AIM OF THE TASK
An exact transcription of the data below is needed.

+++

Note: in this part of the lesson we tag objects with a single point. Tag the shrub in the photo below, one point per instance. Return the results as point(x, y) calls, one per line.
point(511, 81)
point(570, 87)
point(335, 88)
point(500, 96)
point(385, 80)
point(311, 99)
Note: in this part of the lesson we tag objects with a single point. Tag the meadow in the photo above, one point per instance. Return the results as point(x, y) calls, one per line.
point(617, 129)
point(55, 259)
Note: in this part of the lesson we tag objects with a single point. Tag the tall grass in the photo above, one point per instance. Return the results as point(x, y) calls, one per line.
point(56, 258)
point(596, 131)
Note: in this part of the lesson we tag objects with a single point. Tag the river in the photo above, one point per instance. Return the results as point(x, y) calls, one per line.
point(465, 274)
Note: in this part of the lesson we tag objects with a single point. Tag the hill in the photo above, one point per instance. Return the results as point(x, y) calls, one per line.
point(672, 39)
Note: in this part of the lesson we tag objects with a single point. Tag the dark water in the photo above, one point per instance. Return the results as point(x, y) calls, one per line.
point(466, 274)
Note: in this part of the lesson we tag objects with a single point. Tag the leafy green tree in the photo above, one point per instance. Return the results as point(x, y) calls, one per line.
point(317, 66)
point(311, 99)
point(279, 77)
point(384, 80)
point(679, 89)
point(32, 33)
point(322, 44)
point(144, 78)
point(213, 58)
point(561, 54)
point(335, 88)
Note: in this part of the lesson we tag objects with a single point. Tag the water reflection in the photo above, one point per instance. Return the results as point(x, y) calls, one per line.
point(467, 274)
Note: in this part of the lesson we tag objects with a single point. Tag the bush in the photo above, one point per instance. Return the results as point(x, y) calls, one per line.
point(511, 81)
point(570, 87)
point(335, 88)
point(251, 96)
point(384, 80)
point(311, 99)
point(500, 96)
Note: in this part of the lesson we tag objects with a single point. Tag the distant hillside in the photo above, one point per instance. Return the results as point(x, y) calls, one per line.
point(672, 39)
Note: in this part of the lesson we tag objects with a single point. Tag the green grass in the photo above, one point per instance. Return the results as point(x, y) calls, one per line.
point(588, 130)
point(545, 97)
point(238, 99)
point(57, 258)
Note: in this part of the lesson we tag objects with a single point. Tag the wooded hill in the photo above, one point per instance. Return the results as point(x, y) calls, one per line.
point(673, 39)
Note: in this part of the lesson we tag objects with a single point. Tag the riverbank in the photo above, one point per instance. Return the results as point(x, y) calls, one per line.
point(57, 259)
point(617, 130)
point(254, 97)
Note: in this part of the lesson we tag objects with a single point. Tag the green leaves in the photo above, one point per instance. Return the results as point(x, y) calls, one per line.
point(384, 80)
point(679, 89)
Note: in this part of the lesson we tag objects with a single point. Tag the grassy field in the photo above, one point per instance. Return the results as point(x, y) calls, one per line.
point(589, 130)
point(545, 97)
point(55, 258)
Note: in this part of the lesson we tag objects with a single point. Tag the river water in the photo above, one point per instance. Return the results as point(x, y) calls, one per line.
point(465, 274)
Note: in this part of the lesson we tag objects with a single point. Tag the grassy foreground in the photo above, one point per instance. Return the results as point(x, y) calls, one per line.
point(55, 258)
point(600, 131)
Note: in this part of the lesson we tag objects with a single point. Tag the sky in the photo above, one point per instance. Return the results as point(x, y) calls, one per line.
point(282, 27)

+++

RESULT OF THIS TASK
Note: in this part of the lesson we tag objects with a single point. Tag the shrub in the photo below, one point per instance. Return the results as point(x, y) calls, one per line.
point(511, 81)
point(570, 87)
point(335, 88)
point(500, 96)
point(385, 80)
point(311, 99)
Note: in this part of the lesson we tag objects with a single point. Tag the meadow in the photo above, one point per instance. Return the results as point(x, y) calls, one per line.
point(617, 129)
point(55, 259)
Note: in this part of the lesson we tag objects with a single point. Tag the tall grass in the photo above, one point per instance. Return the results as point(x, y) calls, one per line.
point(56, 258)
point(596, 131)
Note: in this part of the lesson we tag objects with a single point. Tag the river in the photo above, one point per instance. Return the results as point(x, y) calls, one per line.
point(465, 274)
Note: in this part of the lesson we tag objects with a single point. Tag the hill in the photo above, one point per instance. Return the results as point(x, y) calls, one per line.
point(672, 39)
Note: in this part of the lesson we tag objects with a single point. Tag the dark water in the photo above, one point per instance. Return the results as point(x, y) calls, one per line.
point(466, 274)
Note: in this part of the lesson we tag objects with a single point. Tag the leafy green tree in the photo above, one point per instance. Return the results as point(x, y) calls, one per line.
point(317, 66)
point(311, 99)
point(279, 77)
point(384, 80)
point(679, 89)
point(32, 33)
point(322, 44)
point(144, 78)
point(213, 58)
point(561, 54)
point(335, 88)
Note: in this part of the lesson we tag objects with a single point. Tag the water reflection in the photo above, one point per instance. Return the results as point(x, y) calls, one per line.
point(467, 274)
Note: in this part of the lesson we tag objects with a single point. Tag the bush in the photo above, one point per instance. Return the results as point(x, y) calls, one per line.
point(511, 81)
point(570, 87)
point(335, 88)
point(251, 96)
point(384, 80)
point(311, 99)
point(500, 96)
Note: in this part of the lesson we tag objects with a single point. Tag the distant hillside in the photo above, one point per instance. Return the results as point(x, y) calls, one per line.
point(672, 39)
Note: in this part of the lesson we tag objects with a single point. Tag the green grass in the photo above, one point per instance. Return the results as point(x, y) calls, one per line.
point(588, 130)
point(545, 97)
point(238, 99)
point(57, 258)
Note: in this part of the lesson we tag objects with a single point. Tag the wooded hill in the photo above, one point per instance. Return the results as point(x, y) calls, one per line.
point(673, 39)
Note: in this part of the lesson we tag objects with a single point. Tag the riverbank in the photo above, one point per instance. Return the results as point(x, y) calls, one per line.
point(57, 259)
point(617, 130)
point(254, 97)
Note: in this part of the lesson we tag objects with a single point. Tag the green leaves in the photo above, one point per instance. Return the results as point(x, y) calls, one per line.
point(384, 80)
point(679, 89)
Note: in this part of the lesson we tag objects with a single point. Tag the grassy field in the photo above, one point per instance. Return the results as point(x, y) calls, one per line.
point(589, 130)
point(545, 97)
point(55, 258)
Note: in this part of the lesson we tag objects with a single point. Tag the river water in the photo above, one point per instance. Return the results as point(x, y) calls, one per line.
point(465, 274)
Note: in this part of the lesson we tag objects with a single point. Tag the grassy foreground in the photo above, one point per instance. Return the results as point(x, y) calls, one per line.
point(55, 258)
point(600, 131)
Note: in this part of the lesson we tag objects with a single point. Tag the sky in the photo above, one point per instance. Return the results as point(x, y) calls, one per line.
point(282, 27)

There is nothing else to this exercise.